▶ **Task description**
The entries below should be output exactly as written.

(Records of labeled points)

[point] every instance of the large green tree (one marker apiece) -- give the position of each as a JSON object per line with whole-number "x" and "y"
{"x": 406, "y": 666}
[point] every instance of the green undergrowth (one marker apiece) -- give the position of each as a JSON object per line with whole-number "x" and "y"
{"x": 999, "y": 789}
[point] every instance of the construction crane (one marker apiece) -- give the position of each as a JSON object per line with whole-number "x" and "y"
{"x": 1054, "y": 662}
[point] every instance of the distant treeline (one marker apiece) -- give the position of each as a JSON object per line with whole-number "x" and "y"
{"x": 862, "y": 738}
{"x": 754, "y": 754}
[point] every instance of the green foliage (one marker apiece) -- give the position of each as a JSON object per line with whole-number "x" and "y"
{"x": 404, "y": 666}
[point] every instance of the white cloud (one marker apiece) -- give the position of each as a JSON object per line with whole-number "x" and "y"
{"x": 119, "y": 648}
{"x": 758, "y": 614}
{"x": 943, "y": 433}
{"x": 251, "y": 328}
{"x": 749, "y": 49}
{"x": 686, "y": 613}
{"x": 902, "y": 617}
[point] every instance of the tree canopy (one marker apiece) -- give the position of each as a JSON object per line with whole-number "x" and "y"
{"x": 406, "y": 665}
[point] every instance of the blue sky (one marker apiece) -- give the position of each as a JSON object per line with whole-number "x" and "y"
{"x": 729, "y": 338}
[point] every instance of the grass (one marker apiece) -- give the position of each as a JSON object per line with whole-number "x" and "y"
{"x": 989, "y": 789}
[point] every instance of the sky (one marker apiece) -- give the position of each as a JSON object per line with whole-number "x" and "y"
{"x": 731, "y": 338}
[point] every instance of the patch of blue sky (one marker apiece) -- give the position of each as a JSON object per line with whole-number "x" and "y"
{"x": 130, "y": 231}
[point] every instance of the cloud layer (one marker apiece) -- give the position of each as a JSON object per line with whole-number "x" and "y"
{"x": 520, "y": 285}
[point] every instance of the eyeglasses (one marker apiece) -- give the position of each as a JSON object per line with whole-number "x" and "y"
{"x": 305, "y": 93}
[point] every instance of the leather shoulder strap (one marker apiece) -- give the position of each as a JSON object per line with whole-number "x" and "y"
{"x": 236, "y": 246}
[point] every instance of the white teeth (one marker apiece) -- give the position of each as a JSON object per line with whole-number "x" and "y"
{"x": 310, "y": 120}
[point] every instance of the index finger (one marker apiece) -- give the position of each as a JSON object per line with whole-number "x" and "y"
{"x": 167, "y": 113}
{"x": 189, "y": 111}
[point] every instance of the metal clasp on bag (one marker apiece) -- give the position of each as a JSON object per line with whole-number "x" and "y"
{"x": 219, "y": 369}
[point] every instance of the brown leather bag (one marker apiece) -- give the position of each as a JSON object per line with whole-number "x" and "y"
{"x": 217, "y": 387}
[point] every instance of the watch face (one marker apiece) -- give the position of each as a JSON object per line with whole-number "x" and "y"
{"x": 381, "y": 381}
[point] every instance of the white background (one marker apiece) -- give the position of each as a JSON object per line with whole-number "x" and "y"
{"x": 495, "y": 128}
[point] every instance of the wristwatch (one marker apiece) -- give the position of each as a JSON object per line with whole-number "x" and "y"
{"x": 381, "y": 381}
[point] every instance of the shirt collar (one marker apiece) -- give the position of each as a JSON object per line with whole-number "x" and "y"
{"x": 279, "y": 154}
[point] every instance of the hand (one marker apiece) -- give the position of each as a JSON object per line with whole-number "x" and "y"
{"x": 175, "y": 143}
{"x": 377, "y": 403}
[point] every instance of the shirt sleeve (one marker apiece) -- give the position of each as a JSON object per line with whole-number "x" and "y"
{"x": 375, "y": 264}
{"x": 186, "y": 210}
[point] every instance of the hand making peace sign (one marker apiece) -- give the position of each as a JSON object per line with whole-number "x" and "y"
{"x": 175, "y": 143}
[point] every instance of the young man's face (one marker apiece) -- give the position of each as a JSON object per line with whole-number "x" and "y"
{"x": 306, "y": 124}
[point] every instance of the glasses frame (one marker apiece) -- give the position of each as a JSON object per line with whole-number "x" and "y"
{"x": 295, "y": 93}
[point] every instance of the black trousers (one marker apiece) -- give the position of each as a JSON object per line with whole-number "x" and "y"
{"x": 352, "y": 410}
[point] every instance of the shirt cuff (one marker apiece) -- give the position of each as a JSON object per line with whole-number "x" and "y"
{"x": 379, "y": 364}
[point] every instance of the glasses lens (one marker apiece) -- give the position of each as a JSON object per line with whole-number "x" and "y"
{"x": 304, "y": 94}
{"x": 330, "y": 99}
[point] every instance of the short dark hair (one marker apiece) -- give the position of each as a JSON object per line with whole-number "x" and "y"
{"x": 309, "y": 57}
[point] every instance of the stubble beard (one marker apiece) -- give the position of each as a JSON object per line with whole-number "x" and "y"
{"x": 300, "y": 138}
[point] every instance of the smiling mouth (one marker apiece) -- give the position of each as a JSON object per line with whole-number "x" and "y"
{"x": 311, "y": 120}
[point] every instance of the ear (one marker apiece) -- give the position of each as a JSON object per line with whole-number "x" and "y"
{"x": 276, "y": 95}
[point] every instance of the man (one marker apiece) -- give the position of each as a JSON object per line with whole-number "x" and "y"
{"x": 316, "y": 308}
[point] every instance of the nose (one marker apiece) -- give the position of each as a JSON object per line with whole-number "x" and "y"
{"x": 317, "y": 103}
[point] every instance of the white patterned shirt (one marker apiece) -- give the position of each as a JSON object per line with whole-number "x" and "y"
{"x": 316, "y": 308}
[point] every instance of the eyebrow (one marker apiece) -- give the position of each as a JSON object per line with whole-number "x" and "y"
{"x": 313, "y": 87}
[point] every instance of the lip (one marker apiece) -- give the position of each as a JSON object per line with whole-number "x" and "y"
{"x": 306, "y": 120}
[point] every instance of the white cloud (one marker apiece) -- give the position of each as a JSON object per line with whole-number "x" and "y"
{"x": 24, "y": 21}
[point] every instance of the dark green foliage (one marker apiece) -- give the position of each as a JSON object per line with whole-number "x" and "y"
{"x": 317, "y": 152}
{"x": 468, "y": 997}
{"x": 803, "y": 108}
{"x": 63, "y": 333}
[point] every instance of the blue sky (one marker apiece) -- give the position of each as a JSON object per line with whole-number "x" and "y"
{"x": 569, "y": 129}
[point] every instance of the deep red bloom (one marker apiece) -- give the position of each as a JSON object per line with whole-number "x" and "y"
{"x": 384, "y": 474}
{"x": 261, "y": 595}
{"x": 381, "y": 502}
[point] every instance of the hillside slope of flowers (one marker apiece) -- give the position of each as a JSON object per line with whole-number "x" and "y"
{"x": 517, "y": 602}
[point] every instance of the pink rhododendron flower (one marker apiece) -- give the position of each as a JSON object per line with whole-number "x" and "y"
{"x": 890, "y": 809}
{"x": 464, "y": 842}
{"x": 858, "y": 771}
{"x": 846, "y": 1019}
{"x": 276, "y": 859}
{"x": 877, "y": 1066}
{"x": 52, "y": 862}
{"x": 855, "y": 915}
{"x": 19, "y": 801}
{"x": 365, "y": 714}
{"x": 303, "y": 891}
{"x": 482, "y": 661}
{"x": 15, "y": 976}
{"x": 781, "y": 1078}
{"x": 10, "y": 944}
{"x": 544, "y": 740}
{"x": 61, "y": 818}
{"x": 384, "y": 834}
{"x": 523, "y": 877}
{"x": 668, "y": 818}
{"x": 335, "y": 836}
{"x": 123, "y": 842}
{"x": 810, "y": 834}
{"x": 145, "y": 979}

▶ **Worked answer**
[point] every instance of the large green tree (one marker apiece) -- give the position of each as a JSON object per line with whole-number "x" and "y"
{"x": 406, "y": 666}
[point] every instance of the green undergrowth (one marker apiece) -- give the position of each as a JSON object per line with whole-number "x" and "y"
{"x": 999, "y": 789}
[point] every instance of the construction crane (one marker apiece) -- give the position of each as a JSON object per line with whole-number "x" and "y"
{"x": 1054, "y": 662}
[point] every instance of the distant treeline (one marker apiece) -- give the position of each as a JSON object per line with whole-number "x" and "y"
{"x": 862, "y": 738}
{"x": 754, "y": 754}
[point] every instance of the green foliage (one marker apiece) -- give the position of each as a JSON object per line with whole-number "x" and "y"
{"x": 404, "y": 666}
[point] every instance of the white cloud (one marker apiece) -- give the position of each as a JSON object per line with whole-number "x" and "y"
{"x": 119, "y": 648}
{"x": 758, "y": 614}
{"x": 943, "y": 433}
{"x": 251, "y": 328}
{"x": 749, "y": 49}
{"x": 686, "y": 613}
{"x": 902, "y": 617}
[point] every instance of the tree canopy (one marker apiece) -- give the position of each as a JSON object per line with whole-number "x" and "y"
{"x": 406, "y": 665}
[point] every instance of the blue sky (one marker apiece) -- give the position of each as a JSON object per line with whole-number "x" and "y"
{"x": 729, "y": 338}
[point] every instance of the grass (one marker apiece) -- give the position of each as a JSON object per line with whole-number "x" and "y"
{"x": 989, "y": 789}
[point] every instance of the sky (one marker apiece) -- give the position of each as a JSON object per line with whole-number "x" and "y"
{"x": 731, "y": 338}
[point] every instance of the patch of blue sky (one marker apiece) -- give the position of each as a JSON object per line with whole-number "x" and "y"
{"x": 130, "y": 231}
[point] every instance of the cloud layer (one marker apiece) -- give the position of each as a JSON object per line with whole-number "x" and "y"
{"x": 520, "y": 285}
[point] every instance of the eyeglasses (one marker apiece) -- give the position of each as a JSON object per line with whole-number "x" and "y"
{"x": 305, "y": 93}
[point] every instance of the leather shoulder strap (one marker apiece) -- give the position of each as a JSON object per line with whole-number "x" and "y"
{"x": 236, "y": 246}
[point] every instance of the white teeth (one marker apiece) -- give the position of each as a JSON object per line with whole-number "x" and "y"
{"x": 310, "y": 120}
[point] every instance of the index finger (one marker apiece) -- give the position of each as a JSON object per line with whole-number "x" and "y"
{"x": 167, "y": 113}
{"x": 189, "y": 111}
[point] every instance of the metal clasp on bag (one marker apiece) -- give the position of each as a JSON object per line with whole-number "x" and "y"
{"x": 219, "y": 369}
[point] every instance of the brown leather bag (one marker apiece) -- give the position of each as a JSON object per line with whole-number "x" and "y"
{"x": 217, "y": 387}
[point] every instance of the watch face (one marker apiece) -- give the position of each as a JSON object per line with whole-number "x" and "y"
{"x": 381, "y": 381}
[point] every instance of the white background (one marker apiece) -- give the position of each as a JSON object per line with whole-number "x" and "y"
{"x": 495, "y": 128}
[point] every instance of the wristwatch (one marker apiece) -- give the position of each as a JSON object per line with whole-number "x" and "y"
{"x": 381, "y": 381}
[point] every instance of the shirt collar (one marker apiece) -- give the position of each as a JSON object per line with whole-number "x" and "y"
{"x": 279, "y": 154}
[point] every instance of the hand (one marker apiece) -- give the position of each as a JSON object per line with whole-number "x" and "y"
{"x": 175, "y": 143}
{"x": 377, "y": 403}
[point] every instance of the shirt sleeve (one marker apiece) -- give the position of each as a JSON object per line with whole-number "x" and "y"
{"x": 375, "y": 264}
{"x": 186, "y": 210}
[point] every instance of the hand making peace sign (one marker apiece) -- give the position of each as a JSON object per line with whole-number "x" and "y"
{"x": 175, "y": 143}
[point] every instance of the young man's face (one marker apiece) -- give the position of each as a JSON object per line with whole-number "x" and "y"
{"x": 306, "y": 124}
[point] every instance of the glasses frame (one marker apiece) -- give the position of each as a JSON object per line with whole-number "x" and "y"
{"x": 295, "y": 93}
[point] every instance of the black trousers (one marker apiece) -- give the position of each as a JSON object per line with whole-number "x" and "y"
{"x": 352, "y": 410}
[point] every instance of the shirt cuff (one marker apiece) -- give the position of each as a JSON object per line with whole-number "x" and "y"
{"x": 379, "y": 364}
[point] every instance of the glasses lens (one marker apiece) -- give the position of each as a JSON object per line with whole-number "x" and "y"
{"x": 304, "y": 94}
{"x": 330, "y": 99}
[point] every instance of the short dark hair (one marker apiece) -- give the position of each as a JSON object per line with whole-number "x" and "y"
{"x": 309, "y": 57}
[point] every instance of the stubble beard (one marker apiece) -- give the position of each as a JSON object per line with whole-number "x" and "y"
{"x": 300, "y": 138}
[point] every instance of the smiling mouth (one marker apiece) -- give the position of each as a JSON object per line with whole-number "x" and "y"
{"x": 311, "y": 120}
[point] every instance of the ear (one marker apiece) -- give the position of each as a JSON object per line with whole-number "x" and "y"
{"x": 276, "y": 95}
[point] every instance of the man (one marker apiece) -- give the position of each as a JSON object per line with whole-number "x" and "y"
{"x": 316, "y": 308}
[point] every instance of the nose (one marker apiece) -- give the position of each as a JSON object per line with whole-number "x" and "y"
{"x": 317, "y": 103}
[point] every instance of the white patterned shirt (one marker apiece) -- give the position of each as a JSON object per line with whole-number "x" and "y"
{"x": 316, "y": 308}
[point] every instance of the eyebrow (one marker apiece) -- give the position of each as a JSON object per line with whole-number "x" and "y"
{"x": 313, "y": 87}
[point] every instance of the lip (one marker apiece) -- give the position of each as a JSON object per line with whole-number "x" and "y"
{"x": 306, "y": 120}
[point] every instance of the white cloud (one marker apiece) -- give the position of each as a JSON object per line with whole-number "x" and "y"
{"x": 24, "y": 21}
[point] every instance of the dark green foliage (one marker apiece) -- give the position of each as a JSON object per line with whole-number "x" and "y"
{"x": 317, "y": 152}
{"x": 468, "y": 997}
{"x": 803, "y": 108}
{"x": 63, "y": 333}
[point] every instance of the blue sky (one marker apiece) -- give the position of each as a JSON object per line with whole-number "x" and "y"
{"x": 569, "y": 129}
[point] every instance of the deep red bloom (one marker apiece) -- give the position of each as a JSON object per line with whole-number "x" and "y"
{"x": 384, "y": 474}
{"x": 261, "y": 595}
{"x": 381, "y": 502}
[point] every instance of the hillside slope of flowers (one marker apiece) -- give the position of each as a JSON object per line with whole-number "x" and "y"
{"x": 517, "y": 602}
[point] every instance of the pink rhododendron flower (one marker apiece) -- give the position of each as a JSON object per line with whole-number "x" and "y"
{"x": 890, "y": 809}
{"x": 464, "y": 842}
{"x": 858, "y": 771}
{"x": 846, "y": 1019}
{"x": 276, "y": 859}
{"x": 877, "y": 1066}
{"x": 52, "y": 862}
{"x": 855, "y": 915}
{"x": 19, "y": 801}
{"x": 365, "y": 714}
{"x": 303, "y": 891}
{"x": 482, "y": 661}
{"x": 15, "y": 976}
{"x": 781, "y": 1078}
{"x": 10, "y": 944}
{"x": 544, "y": 740}
{"x": 61, "y": 818}
{"x": 384, "y": 834}
{"x": 523, "y": 877}
{"x": 668, "y": 818}
{"x": 335, "y": 836}
{"x": 123, "y": 842}
{"x": 810, "y": 834}
{"x": 145, "y": 979}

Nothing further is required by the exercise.